DATA RECORDS —
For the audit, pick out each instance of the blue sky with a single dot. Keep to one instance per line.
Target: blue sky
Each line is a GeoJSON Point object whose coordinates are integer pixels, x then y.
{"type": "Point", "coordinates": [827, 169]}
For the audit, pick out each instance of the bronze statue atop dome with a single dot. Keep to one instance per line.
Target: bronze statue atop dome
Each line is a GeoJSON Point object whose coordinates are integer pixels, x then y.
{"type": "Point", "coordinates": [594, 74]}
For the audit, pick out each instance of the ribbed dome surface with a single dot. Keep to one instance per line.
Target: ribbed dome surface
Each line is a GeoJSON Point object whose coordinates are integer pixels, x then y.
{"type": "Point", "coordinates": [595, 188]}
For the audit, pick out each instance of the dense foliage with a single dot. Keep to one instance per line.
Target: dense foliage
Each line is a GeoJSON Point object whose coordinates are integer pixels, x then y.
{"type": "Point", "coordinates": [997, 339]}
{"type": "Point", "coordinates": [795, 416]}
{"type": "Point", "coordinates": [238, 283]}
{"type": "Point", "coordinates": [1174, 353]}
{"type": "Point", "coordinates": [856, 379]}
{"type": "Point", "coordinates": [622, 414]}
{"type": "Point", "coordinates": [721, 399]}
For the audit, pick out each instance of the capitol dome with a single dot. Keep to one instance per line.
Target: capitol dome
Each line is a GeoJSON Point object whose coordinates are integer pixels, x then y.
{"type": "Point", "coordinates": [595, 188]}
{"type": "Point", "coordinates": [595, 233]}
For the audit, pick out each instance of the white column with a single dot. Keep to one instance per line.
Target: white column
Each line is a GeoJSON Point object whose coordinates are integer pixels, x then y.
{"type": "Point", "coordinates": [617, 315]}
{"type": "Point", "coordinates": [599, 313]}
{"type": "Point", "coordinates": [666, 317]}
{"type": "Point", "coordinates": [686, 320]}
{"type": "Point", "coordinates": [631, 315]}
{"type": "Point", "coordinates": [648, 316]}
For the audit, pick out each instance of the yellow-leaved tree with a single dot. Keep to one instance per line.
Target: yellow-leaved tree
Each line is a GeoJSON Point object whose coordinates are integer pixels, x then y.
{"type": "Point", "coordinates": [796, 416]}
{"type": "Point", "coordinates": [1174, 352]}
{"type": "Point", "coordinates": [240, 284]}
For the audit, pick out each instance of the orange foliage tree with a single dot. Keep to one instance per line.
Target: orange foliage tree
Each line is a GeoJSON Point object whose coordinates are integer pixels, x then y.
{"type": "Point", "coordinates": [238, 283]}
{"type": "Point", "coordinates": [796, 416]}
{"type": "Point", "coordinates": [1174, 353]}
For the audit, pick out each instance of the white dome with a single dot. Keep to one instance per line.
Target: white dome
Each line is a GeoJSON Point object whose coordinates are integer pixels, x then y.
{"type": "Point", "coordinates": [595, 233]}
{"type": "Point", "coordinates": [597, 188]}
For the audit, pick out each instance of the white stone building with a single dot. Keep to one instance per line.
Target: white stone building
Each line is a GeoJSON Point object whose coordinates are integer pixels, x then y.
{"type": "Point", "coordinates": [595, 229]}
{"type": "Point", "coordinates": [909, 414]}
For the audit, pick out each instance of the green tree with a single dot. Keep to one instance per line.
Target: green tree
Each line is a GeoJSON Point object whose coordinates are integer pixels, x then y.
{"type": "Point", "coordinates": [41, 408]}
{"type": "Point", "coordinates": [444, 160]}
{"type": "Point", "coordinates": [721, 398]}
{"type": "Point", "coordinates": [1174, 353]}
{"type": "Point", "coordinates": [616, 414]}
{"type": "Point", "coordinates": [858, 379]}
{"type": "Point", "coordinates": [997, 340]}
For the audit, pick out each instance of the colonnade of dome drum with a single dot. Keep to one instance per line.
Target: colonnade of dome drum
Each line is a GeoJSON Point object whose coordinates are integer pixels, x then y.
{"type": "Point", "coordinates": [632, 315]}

WHAT IS REQUIRED — Set out every line of the material above as a Markdown table with the columns Row and Line. Number the rows in order and leave out blank lines.

FINAL RESULT —
| Row | Line |
|---|---|
| 1 | For the audit, pick out each instance of the blue sky with a single dot. Keep to one instance per line. |
| 2 | Target: blue sky |
| 3 | Each line is a GeoJSON Point object whose coordinates are integer pixels, x then y. |
| 4 | {"type": "Point", "coordinates": [827, 169]} |
| 5 | For the audit, pick out each instance of the bronze statue atop dome with a single dot. Keep to one instance per line. |
| 6 | Target: bronze statue atop dome |
| 7 | Each line is a GeoJSON Point object whose coordinates are integer pixels, x then y. |
| 8 | {"type": "Point", "coordinates": [594, 74]} |
| 9 | For the audit, pick out each instance of the ribbed dome surface with a single dot. Keep to one instance per line. |
| 10 | Target: ribbed dome surface |
| 11 | Each line is a GeoJSON Point object whose coordinates are integer pixels, x then y. |
| 12 | {"type": "Point", "coordinates": [595, 188]} |
| 13 | For the audit, pick out each instance of the dense foliage with a single dot. Keep to one instance per line. |
| 14 | Target: dense foliage |
| 15 | Each line is a GeoJSON Point object whose coordinates are integer pixels, x then y. |
| 16 | {"type": "Point", "coordinates": [997, 339]} |
| 17 | {"type": "Point", "coordinates": [795, 416]} |
| 18 | {"type": "Point", "coordinates": [238, 283]} |
| 19 | {"type": "Point", "coordinates": [1174, 353]} |
| 20 | {"type": "Point", "coordinates": [856, 379]} |
| 21 | {"type": "Point", "coordinates": [622, 414]} |
| 22 | {"type": "Point", "coordinates": [721, 399]} |
| 23 | For the audit, pick out each instance of the capitol dome with a single dot. Keep to one instance per line. |
| 24 | Target: capitol dome |
| 25 | Each line is a GeoJSON Point object whose coordinates are integer pixels, x then y. |
| 26 | {"type": "Point", "coordinates": [595, 188]} |
| 27 | {"type": "Point", "coordinates": [595, 233]} |
| 28 | For the audit, pick out each instance of the white column with a single dot. Keep to one instance per line. |
| 29 | Target: white column |
| 30 | Each line is a GeoJSON Point object whose coordinates are integer pixels, x then y. |
| 31 | {"type": "Point", "coordinates": [617, 315]} |
| 32 | {"type": "Point", "coordinates": [599, 313]} |
| 33 | {"type": "Point", "coordinates": [666, 317]} |
| 34 | {"type": "Point", "coordinates": [686, 320]} |
| 35 | {"type": "Point", "coordinates": [631, 315]} |
| 36 | {"type": "Point", "coordinates": [648, 316]} |
| 37 | For the audit, pick out each instance of the yellow-leaved tree with a single dot. Keep to one instance per line. |
| 38 | Target: yellow-leaved tree |
| 39 | Each line is a GeoJSON Point object whose coordinates are integer pixels, x then y. |
| 40 | {"type": "Point", "coordinates": [796, 416]} |
| 41 | {"type": "Point", "coordinates": [1174, 352]} |
| 42 | {"type": "Point", "coordinates": [240, 284]} |
| 43 | For the audit, pick out each instance of the orange foliage tree with a single dot. Keep to one instance per line. |
| 44 | Target: orange foliage tree |
| 45 | Each line is a GeoJSON Point object whose coordinates are integer pixels, x then y. |
| 46 | {"type": "Point", "coordinates": [238, 283]} |
| 47 | {"type": "Point", "coordinates": [796, 416]} |
| 48 | {"type": "Point", "coordinates": [1174, 353]} |
| 49 | For the audit, pick out each instance of the white dome with a single dot. Keep to one instance per line. |
| 50 | Target: white dome |
| 51 | Each line is a GeoJSON Point object whose coordinates are integer pixels, x then y. |
| 52 | {"type": "Point", "coordinates": [595, 233]} |
| 53 | {"type": "Point", "coordinates": [597, 188]} |
| 54 | For the audit, pick out each instance of the white stone building with a single dot. Keep to one instance per line. |
| 55 | Target: white stone building |
| 56 | Each line is a GeoJSON Point object whose coordinates are integer pixels, x then y. |
| 57 | {"type": "Point", "coordinates": [595, 229]} |
| 58 | {"type": "Point", "coordinates": [909, 414]} |
| 59 | For the audit, pick out each instance of the green tree with a single dot. Keep to one instance per line. |
| 60 | Target: green tree |
| 61 | Each line is a GeoJSON Point object whose coordinates are integer pixels, x then y. |
| 62 | {"type": "Point", "coordinates": [41, 408]} |
| 63 | {"type": "Point", "coordinates": [444, 160]} |
| 64 | {"type": "Point", "coordinates": [721, 398]} |
| 65 | {"type": "Point", "coordinates": [1174, 353]} |
| 66 | {"type": "Point", "coordinates": [616, 414]} |
| 67 | {"type": "Point", "coordinates": [858, 379]} |
| 68 | {"type": "Point", "coordinates": [997, 340]} |
| 69 | For the audit, pick out each instance of the colonnade of dome drum with a single dot. Keep to one instance per line. |
| 70 | Target: colonnade of dome drum |
| 71 | Each line is a GeoJSON Point object whose coordinates are integer pixels, x then y. |
| 72 | {"type": "Point", "coordinates": [632, 315]} |